TEKS »
════════════════════
Ketika iring-irinagn jenazah melewati Nabi Muhammad SAW, beliau bangkit
berdiri. Ada yang memberi tahu Nabi bahwa jenazah itu orang Yahudi. Lalu, Nabi
menjawab, ”Bukankah dia juga manusia”.[3]
Selain fakta serta bukti toleransi Islam yang
digambarkan dalam kitab suci maupun tarikh Islam. Tingkat toleransi kaum muslim
zaman Rasulullah juga diakui oleh parat orientalis yang
jujur. Sebut saja Gustav Lebone seorang orientalis yang mengakui bahwa tingkat
toleransi Muhammad mencapai target yang mulia. Hal senada juga disampaiakn
Thomas Arnold seorang orientalis asal Inggris dalam bukunya mengatakan ”Kami tidak pernah mendengar satu ayat Al-Qur’an yang berusaha memaksa
suatu kelompok nonmuslim agar menerima ajaran Islam, tidak ada satu
ayat pun yang memerintahkan untuk membumihanguskan agama Kristen,”.[4] demikianlah toleransi Islam diakui sehingga toleransi itu menjadi bagian
ajaran Islam.
Dari
keteladan Rasulullah di atas dapat kita simpulkan bahwa dalam ajaran Islam
toleransi antar umat beragama sangat dianjurkan. Di negara kita (Indonesia)
════════════════════
DATA DAFTAR »
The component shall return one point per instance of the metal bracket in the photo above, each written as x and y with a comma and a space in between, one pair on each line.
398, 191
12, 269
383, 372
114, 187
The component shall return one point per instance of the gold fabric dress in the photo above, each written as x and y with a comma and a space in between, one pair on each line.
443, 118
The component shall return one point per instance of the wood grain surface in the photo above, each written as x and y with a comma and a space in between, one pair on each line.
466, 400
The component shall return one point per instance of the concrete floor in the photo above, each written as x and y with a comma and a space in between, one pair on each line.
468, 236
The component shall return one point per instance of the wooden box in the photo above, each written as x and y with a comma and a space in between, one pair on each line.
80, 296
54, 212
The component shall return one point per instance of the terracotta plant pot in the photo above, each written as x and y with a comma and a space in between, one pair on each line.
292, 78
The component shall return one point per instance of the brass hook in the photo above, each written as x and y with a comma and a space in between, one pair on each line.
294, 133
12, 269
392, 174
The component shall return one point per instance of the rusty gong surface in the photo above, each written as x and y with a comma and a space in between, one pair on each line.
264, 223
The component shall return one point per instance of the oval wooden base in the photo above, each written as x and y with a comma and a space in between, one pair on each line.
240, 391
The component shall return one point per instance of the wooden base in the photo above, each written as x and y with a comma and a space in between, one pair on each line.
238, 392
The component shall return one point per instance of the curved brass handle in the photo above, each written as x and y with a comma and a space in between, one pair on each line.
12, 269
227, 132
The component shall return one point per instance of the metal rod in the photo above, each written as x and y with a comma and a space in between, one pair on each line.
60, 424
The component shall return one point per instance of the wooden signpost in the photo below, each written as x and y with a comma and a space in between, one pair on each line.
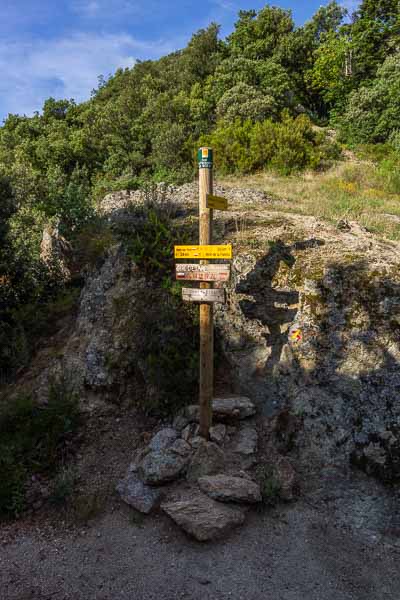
════════════════════
TUGAS TERTULIS »
1/ Tentukan apakah setiap pernyataan berikut sesuai dengan teks, lalu sertakan kata-kata teks yang menjadi dasar jawabannya: (a) Nabi tetap duduk ketika iring-iringan jenazah lewat; (b) Thomas Arnold disebut sebagai orientalis asal Inggris; (c) jenazah yang lewat disebut sebagai orang Yahudi.
2/ Sebutkan semua tokoh yang namanya tercantum dalam teks.
3/ Kutiplah bagian teks mulai dari "Ketika iring-irinagn jenazah" hingga "ajaran Islam.".

JAWABAN LENGKAP »
1/
(a) Tidak — "beliau bangkit berdiri"
(b) Ya — "Thomas Arnold seorang orientalis asal Inggris"
(c) Ya — "jenazah itu orang Yahudi"

2/ Nabi Muhammad SAW, Gustav Lebone, Thomas Arnold

3/
Ketika iring-irinagn jenazah melewati Nabi Muhammad SAW, beliau bangkit
berdiri. Ada yang memberi tahu Nabi bahwa jenazah itu orang Yahudi. Lalu, Nabi
menjawab, ”Bukankah dia juga manusia”.[3]
Selain fakta serta bukti toleransi Islam yang
digambarkan dalam kitab suci maupun tarikh Islam. Tingkat toleransi kaum muslim
zaman Rasulullah juga diakui oleh parat orientalis yang
jujur. Sebut saja Gustav Lebone seorang orientalis yang mengakui bahwa tingkat
toleransi Muhammad mencapai target yang mulia. Hal senada juga disampaiakn
Thomas Arnold seorang orientalis asal Inggris dalam bukunya mengatakan ”Kami tidak pernah mendengar satu ayat Al-Qur’an yang berusaha memaksa
suatu kelompok nonmuslim agar menerima ajaran Islam, tidak ada satu
ayat pun yang memerintahkan untuk membumihanguskan agama Kristen,”.[4] demikianlah toleransi Islam diakui sehingga toleransi itu menjadi bagian
ajaran Islam.